• AIM
Copy the items from the line containing "shirt in this photo as pixel coordinates." through the end of the items, leaving every character unchanged.

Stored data
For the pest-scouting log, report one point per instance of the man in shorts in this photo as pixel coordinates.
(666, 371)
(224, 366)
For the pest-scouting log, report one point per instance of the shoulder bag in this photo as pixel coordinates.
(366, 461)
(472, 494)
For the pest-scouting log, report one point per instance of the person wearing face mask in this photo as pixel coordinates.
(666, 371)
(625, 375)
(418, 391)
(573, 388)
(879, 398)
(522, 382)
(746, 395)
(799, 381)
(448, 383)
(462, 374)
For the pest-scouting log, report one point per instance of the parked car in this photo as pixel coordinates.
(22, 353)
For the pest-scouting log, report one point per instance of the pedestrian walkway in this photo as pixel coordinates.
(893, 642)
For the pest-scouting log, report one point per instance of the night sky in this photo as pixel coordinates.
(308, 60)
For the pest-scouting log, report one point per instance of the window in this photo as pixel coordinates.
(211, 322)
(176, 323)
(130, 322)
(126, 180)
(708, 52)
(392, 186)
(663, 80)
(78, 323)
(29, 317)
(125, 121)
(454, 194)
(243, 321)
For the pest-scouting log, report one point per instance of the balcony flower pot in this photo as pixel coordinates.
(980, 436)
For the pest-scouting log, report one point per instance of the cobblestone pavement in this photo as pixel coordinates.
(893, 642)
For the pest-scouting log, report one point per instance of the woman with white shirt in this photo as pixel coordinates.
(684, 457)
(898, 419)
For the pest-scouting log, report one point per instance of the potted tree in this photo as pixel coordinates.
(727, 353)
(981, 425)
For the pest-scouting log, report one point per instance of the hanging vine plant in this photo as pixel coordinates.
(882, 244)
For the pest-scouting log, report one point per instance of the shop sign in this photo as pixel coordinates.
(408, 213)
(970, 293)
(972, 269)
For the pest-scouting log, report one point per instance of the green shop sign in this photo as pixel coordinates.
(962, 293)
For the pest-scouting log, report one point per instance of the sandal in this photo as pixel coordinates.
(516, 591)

• OUTPUT BELOW
For the pest-scouting log, report one point per instance of the woman with white shirt in this photo as pixel coordinates.
(684, 457)
(898, 419)
For the pest-scouting log, report one point per instance of the potted tree in this photo as pixel coordinates.
(727, 353)
(981, 425)
For the pest-scouting log, report one point per instance of the hanging vine plant in this photo as pixel coordinates.
(882, 244)
For the pest-scouting log, report one point per instance of the shop sign in this photo as pixel coordinates.
(408, 213)
(970, 293)
(972, 269)
For the pest-scouting log, report one point per instance of the green shop sign in this photo as pixel coordinates.
(962, 293)
For the pest-scouting log, report one point per instance of the sandal in this photo as pixel coordinates.
(516, 591)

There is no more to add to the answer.